The "fallback-delay" and "fallback-retries" options are important here for the URL substitution trick, because the source of these errors is either tumblr's CDN not giving us the response that we want, or other intermittent network issues, so simply raise retries and delay to deal with this.

Should their servers still act up after all waiting and retrying, we now have the log that we can use.

[yyyy-mm-ddTHH:MM:SS][warning] Unable to fetch higher-resolution version of https://64.media.tumblr.com/<...>  (<post_ID>) [Source URL: <blog_URL>]

You can reconstruct the post URL, by grabbing the <post_ID> and the <blog_URL> and putting them together like this: <blog_URL>/post/<post_ID>

Once you have a bunch of these, simply feed them again to gallery-dl

openDef commented 4 months ago

Thanks a lot for the reply! And because of my level of development, I hardly realize your answer)) But it looks beautiful) Here's a config I've built Is this how this whole structure ( config.json )should look like?

§ Stated problem A
Which two options does the forum thread say to raise to deal with tumblr CDN errors and intermittent network issues?

Dataset entries:

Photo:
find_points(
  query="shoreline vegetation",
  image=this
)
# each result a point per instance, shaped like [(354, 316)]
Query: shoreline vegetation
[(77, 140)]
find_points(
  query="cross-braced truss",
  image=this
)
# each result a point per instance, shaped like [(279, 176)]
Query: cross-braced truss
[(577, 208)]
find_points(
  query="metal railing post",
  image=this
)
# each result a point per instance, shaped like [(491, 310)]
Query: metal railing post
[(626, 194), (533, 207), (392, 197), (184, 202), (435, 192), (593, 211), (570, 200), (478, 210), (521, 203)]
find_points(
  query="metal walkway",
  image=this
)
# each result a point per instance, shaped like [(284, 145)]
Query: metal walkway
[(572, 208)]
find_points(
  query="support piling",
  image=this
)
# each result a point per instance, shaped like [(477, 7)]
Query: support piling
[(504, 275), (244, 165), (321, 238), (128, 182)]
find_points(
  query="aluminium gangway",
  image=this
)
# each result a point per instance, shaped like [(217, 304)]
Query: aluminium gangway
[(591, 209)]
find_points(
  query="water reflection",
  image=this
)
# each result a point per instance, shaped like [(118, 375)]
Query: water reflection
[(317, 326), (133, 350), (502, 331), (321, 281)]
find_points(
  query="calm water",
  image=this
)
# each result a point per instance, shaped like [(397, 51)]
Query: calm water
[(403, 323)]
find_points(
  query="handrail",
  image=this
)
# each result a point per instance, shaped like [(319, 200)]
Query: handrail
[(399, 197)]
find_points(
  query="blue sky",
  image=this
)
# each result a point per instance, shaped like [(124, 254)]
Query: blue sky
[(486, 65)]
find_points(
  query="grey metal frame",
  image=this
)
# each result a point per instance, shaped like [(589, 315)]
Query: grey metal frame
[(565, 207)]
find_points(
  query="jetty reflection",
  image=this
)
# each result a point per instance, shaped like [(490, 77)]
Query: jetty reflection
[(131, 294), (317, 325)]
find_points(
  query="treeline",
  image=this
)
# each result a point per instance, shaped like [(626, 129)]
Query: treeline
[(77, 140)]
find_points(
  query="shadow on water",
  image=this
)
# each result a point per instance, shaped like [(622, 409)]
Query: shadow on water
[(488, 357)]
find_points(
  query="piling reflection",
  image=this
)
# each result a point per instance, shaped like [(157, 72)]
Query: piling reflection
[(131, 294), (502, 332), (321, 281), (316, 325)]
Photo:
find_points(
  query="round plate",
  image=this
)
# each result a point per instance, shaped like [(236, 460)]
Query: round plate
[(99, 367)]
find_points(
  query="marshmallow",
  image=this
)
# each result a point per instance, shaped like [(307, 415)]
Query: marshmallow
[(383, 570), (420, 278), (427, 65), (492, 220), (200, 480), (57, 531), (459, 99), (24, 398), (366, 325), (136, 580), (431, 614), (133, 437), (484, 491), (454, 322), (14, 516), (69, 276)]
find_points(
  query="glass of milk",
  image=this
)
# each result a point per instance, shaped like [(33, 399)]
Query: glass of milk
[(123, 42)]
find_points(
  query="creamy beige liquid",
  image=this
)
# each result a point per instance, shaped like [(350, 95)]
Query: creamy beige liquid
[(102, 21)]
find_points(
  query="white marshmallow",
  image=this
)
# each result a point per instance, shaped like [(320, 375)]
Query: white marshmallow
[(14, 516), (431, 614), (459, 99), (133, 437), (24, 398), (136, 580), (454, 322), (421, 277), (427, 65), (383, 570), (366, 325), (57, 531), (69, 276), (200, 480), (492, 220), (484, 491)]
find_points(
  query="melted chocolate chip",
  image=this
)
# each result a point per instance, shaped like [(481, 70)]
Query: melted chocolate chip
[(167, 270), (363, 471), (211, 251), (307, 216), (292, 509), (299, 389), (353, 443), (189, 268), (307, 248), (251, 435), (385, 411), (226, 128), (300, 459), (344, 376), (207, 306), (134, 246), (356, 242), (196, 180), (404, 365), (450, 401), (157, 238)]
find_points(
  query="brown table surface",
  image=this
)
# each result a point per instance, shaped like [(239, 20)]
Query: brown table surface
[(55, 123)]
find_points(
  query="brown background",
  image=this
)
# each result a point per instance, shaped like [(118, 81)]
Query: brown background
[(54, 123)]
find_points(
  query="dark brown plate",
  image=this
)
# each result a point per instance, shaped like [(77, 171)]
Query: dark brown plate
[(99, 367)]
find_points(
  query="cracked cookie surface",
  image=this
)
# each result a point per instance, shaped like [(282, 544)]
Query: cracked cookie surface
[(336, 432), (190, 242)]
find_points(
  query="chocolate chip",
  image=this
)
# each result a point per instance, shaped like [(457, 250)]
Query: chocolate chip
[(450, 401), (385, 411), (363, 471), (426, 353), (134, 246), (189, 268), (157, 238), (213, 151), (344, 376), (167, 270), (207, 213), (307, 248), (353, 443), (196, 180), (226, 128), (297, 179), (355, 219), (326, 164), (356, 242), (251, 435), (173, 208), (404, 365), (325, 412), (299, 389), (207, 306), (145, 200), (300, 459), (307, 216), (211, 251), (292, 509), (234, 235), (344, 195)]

§ Stated problem B
Locate every line in the listing above that contains the word "dark".

§ Right answer A
"fallback-retries" and "fallback-delay"

§ Right answer B
  query="dark brown plate",
Query: dark brown plate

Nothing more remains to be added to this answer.